# Tarefas:
1. No texto sobre o empregador na CLT, o que a CLT optou por fazer ao vincular o empregador à empresa individual ou coletiva?
2. Prossiga o texto sobre o empregador na CLT a partir da última frase apresentada.

# Trecho selecionado:
——

Por Rodrigo Wasem Galia – 06/10/2016
[...] se estamos sob a dominação do paradigma cognitivo, que prevalece no mundo científico, o sujeito é invisível, e sua existência é negada. No mundo filosófico, ao contrário, o sujeito torna-se transcendental, escapa à experiência, vem do puro intelecto e não pode ser concebido em suas dependências, em suas fraquezas, em suas incertezas. Em ambos os casos, suas ambivalências, suas contradições não podem ser pensadas nem sua centralidade e sua insuficiência, seu sentido e sua insignificância, seu caráter de tudo e nada a um só tempo. Precisamos, portanto, de uma concepção complexa do sujeito
Edgar Morin.[1]
Reza o art. 2º caput da CLT que se considera “empregador a empresa, individual ou coletiva, que, assumindo os riscos da atividade econômica, admite, assalaria e dirige a prestação pessoal de serviço”. A CLT, ao vincular o empregador à empresa individual ou coletiva, optou por proteger o empregado e despersonalizar o empregador. Nesse sentido, o empregador pode ser empresa individual (pessoa física), ou empresa coletiva (sociedade empresarial, pessoa jurídica).

——

# Lista de linhas:
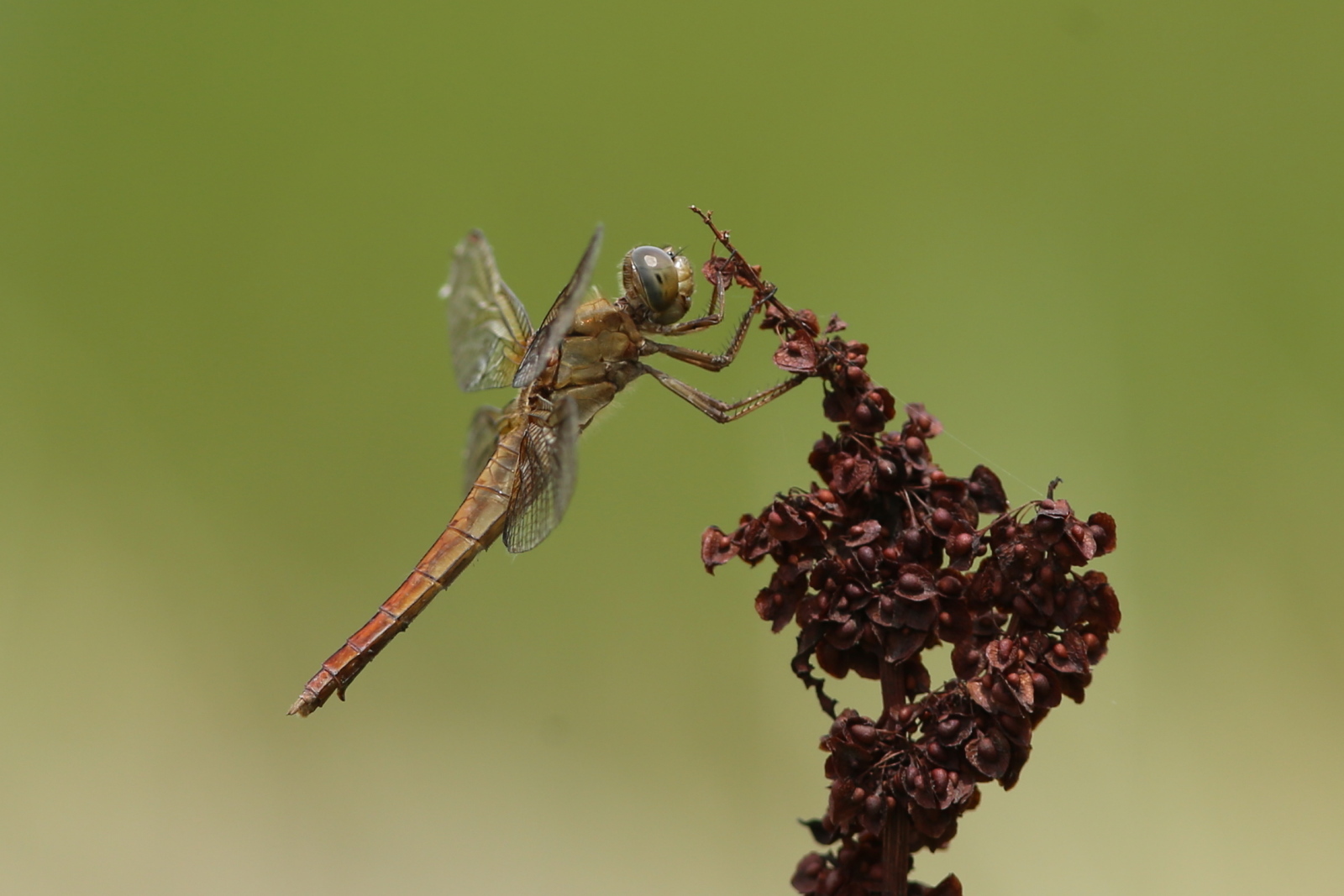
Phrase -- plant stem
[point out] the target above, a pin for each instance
(895, 833)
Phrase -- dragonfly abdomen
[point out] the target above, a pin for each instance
(474, 528)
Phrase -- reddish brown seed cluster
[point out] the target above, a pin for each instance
(889, 558)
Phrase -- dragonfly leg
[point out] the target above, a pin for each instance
(716, 409)
(705, 359)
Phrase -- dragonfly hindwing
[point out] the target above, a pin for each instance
(546, 473)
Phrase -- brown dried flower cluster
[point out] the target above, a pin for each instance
(887, 558)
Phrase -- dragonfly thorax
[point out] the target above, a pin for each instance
(658, 284)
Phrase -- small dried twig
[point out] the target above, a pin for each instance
(886, 559)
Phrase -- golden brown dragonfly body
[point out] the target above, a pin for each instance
(522, 459)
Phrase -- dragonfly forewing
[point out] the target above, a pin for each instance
(488, 331)
(558, 320)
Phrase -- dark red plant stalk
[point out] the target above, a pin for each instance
(886, 559)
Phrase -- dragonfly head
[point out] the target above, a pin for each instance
(659, 282)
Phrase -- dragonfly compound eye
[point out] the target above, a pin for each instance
(660, 280)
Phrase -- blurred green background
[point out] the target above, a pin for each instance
(1101, 241)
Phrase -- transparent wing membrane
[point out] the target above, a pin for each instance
(546, 476)
(561, 316)
(488, 331)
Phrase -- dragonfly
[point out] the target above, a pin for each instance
(521, 461)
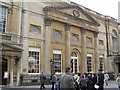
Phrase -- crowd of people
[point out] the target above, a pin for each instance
(70, 81)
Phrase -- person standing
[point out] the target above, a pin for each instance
(118, 81)
(66, 81)
(100, 80)
(106, 77)
(42, 80)
(53, 80)
(83, 83)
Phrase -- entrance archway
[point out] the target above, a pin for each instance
(4, 69)
(74, 62)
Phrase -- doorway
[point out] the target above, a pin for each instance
(118, 67)
(4, 69)
(74, 62)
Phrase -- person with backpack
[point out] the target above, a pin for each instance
(90, 85)
(118, 81)
(53, 80)
(42, 80)
(83, 83)
(77, 82)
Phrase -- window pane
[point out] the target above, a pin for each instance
(89, 64)
(100, 42)
(114, 33)
(57, 34)
(101, 63)
(56, 62)
(34, 28)
(34, 61)
(3, 17)
(89, 40)
(74, 37)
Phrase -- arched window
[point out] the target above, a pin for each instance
(74, 62)
(114, 40)
(89, 40)
(74, 37)
(57, 34)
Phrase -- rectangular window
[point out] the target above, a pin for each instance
(57, 58)
(3, 18)
(100, 42)
(34, 60)
(89, 62)
(35, 28)
(89, 40)
(101, 61)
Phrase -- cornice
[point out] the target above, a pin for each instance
(56, 8)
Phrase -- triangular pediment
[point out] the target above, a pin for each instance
(73, 11)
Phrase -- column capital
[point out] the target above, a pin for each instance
(95, 34)
(83, 30)
(48, 21)
(67, 26)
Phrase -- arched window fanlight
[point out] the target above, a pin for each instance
(74, 37)
(89, 40)
(57, 34)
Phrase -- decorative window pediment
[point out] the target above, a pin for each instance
(35, 29)
(57, 34)
(3, 19)
(89, 40)
(75, 37)
(100, 42)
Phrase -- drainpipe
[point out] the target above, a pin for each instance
(106, 37)
(21, 15)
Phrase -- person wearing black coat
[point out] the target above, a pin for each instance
(101, 80)
(95, 80)
(42, 80)
(90, 85)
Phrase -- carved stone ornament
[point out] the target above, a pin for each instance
(76, 13)
(67, 26)
(48, 21)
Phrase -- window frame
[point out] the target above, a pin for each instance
(34, 49)
(91, 56)
(36, 26)
(57, 51)
(59, 31)
(90, 40)
(101, 42)
(5, 20)
(75, 35)
(101, 57)
(114, 40)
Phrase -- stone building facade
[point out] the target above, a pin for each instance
(48, 36)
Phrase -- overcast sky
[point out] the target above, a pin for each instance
(105, 7)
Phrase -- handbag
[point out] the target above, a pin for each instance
(96, 86)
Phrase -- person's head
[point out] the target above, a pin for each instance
(79, 74)
(119, 74)
(68, 70)
(100, 70)
(42, 72)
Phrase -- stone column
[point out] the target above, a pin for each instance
(48, 29)
(83, 50)
(96, 60)
(67, 44)
(11, 70)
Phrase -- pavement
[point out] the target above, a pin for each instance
(112, 85)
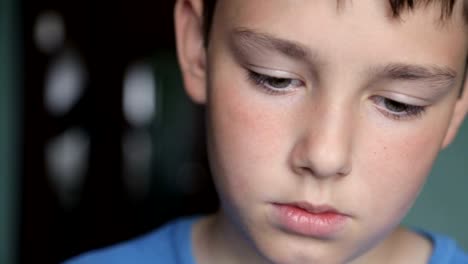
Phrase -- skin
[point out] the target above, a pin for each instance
(332, 136)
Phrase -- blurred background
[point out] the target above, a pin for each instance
(98, 142)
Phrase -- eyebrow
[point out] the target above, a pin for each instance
(246, 39)
(436, 77)
(432, 75)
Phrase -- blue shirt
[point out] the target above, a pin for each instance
(171, 244)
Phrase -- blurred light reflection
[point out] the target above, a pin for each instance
(65, 81)
(67, 162)
(139, 94)
(49, 32)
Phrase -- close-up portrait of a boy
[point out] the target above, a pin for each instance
(323, 120)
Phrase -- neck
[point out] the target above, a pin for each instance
(216, 240)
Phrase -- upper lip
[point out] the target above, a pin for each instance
(315, 209)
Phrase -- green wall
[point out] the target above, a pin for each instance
(8, 120)
(443, 204)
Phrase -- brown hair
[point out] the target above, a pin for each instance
(397, 7)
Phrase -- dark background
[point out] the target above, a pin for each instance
(107, 36)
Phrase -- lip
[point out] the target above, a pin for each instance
(303, 218)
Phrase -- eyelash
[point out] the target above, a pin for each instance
(262, 81)
(408, 111)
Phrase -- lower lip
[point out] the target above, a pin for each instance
(323, 225)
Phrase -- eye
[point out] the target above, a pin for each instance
(397, 110)
(273, 84)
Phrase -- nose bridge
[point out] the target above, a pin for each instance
(326, 146)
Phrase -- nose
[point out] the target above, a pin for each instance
(324, 149)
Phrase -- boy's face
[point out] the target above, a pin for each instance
(338, 110)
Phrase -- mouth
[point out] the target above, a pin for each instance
(305, 219)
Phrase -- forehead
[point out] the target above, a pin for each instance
(343, 27)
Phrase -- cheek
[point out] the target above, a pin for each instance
(244, 140)
(398, 167)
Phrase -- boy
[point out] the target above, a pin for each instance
(323, 118)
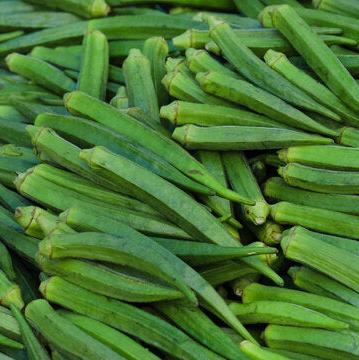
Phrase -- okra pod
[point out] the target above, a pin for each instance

——

# Respostas:
1. Optou por proteger o empregado e despersonalizar o empregador.

2.
Desse modo, como a atividade empresarial é complexa, e tendo em vista a separação entre o patrimônio pessoal e o patrimônio social, geralmente acaba prevalecendo a sociedade empresarial como empregadora. Ao mesmo tempo em que é uma sociedade empresarial, é uma empregadora. Mas quem é o empregador é a pessoa jurídica, e não os seus sócios.
O art. 966 do Código Civil, por seu turno, enfatiza que se considera empresário quem exerce profissionalmente atividade econômica organizada para a produção ou a circulação de bens ou de serviços. Mais uma vez, percebe-se clara interligação entre o Direito do Trabalho e o Direito Empresarial.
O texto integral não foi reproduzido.